- EXERCISE BRIEF -
Restate every line of the material, word for word.

BEGIN TASK MATERIAL

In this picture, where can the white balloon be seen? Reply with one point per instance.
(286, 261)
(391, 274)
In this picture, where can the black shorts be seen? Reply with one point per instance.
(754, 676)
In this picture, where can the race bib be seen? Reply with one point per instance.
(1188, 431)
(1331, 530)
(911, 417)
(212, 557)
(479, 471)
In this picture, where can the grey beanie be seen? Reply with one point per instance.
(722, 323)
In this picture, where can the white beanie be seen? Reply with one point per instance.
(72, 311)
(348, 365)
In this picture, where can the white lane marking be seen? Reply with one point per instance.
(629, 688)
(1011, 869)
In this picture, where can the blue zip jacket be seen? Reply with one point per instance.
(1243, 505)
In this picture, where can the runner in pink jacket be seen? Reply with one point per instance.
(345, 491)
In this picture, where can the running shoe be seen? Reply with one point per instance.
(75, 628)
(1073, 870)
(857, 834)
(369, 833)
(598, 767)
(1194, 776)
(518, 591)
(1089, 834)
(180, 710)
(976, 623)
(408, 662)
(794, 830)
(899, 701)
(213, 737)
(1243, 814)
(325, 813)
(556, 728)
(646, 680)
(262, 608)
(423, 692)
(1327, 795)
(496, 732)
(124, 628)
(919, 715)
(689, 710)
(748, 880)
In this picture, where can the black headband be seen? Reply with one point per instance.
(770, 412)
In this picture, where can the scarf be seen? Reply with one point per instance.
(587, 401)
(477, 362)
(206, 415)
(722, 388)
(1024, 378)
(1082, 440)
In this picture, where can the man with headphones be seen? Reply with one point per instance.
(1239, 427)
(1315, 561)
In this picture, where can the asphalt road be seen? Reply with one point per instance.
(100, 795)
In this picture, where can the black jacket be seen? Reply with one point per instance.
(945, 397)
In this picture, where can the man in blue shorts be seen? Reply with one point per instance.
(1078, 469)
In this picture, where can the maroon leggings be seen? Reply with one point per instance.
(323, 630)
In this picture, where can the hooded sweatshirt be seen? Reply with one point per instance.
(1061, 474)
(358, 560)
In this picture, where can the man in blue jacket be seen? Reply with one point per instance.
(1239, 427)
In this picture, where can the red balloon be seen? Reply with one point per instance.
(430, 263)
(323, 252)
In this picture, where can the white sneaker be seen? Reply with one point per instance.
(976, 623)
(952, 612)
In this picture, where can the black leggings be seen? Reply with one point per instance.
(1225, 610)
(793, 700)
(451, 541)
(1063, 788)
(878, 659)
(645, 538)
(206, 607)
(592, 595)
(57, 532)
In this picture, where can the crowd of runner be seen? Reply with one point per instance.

END TASK MATERIAL

- WRITTEN RESPONSE -
In this picture, where can the white balloon be seen? Reply with one point per instance.
(286, 261)
(391, 274)
In this picture, where can the black shorts be seen? Reply with one point per instance.
(754, 676)
In this picture, where can the race bib be seen? Reply with one point per instance.
(1188, 431)
(1331, 530)
(911, 417)
(212, 557)
(479, 471)
In this picture, where can the grey beanie be seen? Reply with one point per instance.
(722, 323)
In this picture, where can the white beanie be seen? Reply with one point per instance.
(72, 311)
(348, 365)
In this picture, where can the white lane marking be seen? Reply with one point per instance.
(629, 688)
(1011, 869)
In this picture, where can the blue zip jacket be seen? Reply with one point per instance.
(1243, 505)
In this picture, where can the runner in pink jacket be seen? Reply with one point per instance.
(345, 491)
In this picture, where can the running shoe be seen? Reply with one point per instance.
(75, 628)
(1073, 870)
(857, 834)
(369, 833)
(598, 767)
(1194, 776)
(518, 591)
(1089, 834)
(180, 710)
(976, 623)
(408, 662)
(794, 830)
(899, 701)
(213, 737)
(1243, 814)
(325, 813)
(556, 728)
(646, 680)
(262, 608)
(423, 692)
(1327, 795)
(496, 732)
(124, 628)
(919, 715)
(689, 710)
(748, 880)
In this picture, where can the black headband be seen? Reply with one point per instance.
(770, 412)
In this picture, where can the scarf be seen? Reply with one point per instance.
(587, 401)
(477, 362)
(206, 415)
(722, 388)
(1024, 378)
(1082, 440)
In this picture, where can the man with headphones be seen? Reply with one point per instance.
(1239, 427)
(1315, 561)
In this picture, where can the asphalt road be seen? Reply with one point per instance.
(100, 795)
In this picture, where can the black jacket be seen? Reply with one point per instance.
(945, 397)
In this picture, where can the man in blue shorts be seen? Reply with one point per instance.
(1078, 469)
In this picture, where can the maroon leggings be seen? Reply with one point per instance.
(323, 630)
In this picture, where can the hooded sweatshirt be seen? Reply with one point per instance.
(1061, 474)
(358, 560)
In this picture, where can the man in blue jacket be seen? Reply with one point per instance.
(1239, 427)
In this picture, where can the red balloon be seen? Reply with one point per instance.
(430, 263)
(323, 252)
In this picture, where can the white sneaker be seen? Reply with one point per instance.
(976, 623)
(952, 612)
In this picture, where can the black leggings be seen? Reply with one point per instance.
(1225, 610)
(793, 700)
(451, 541)
(1063, 788)
(878, 659)
(645, 538)
(206, 607)
(592, 595)
(57, 532)
In this picture, where can the crowd of runner be seen? Reply with one point per instance.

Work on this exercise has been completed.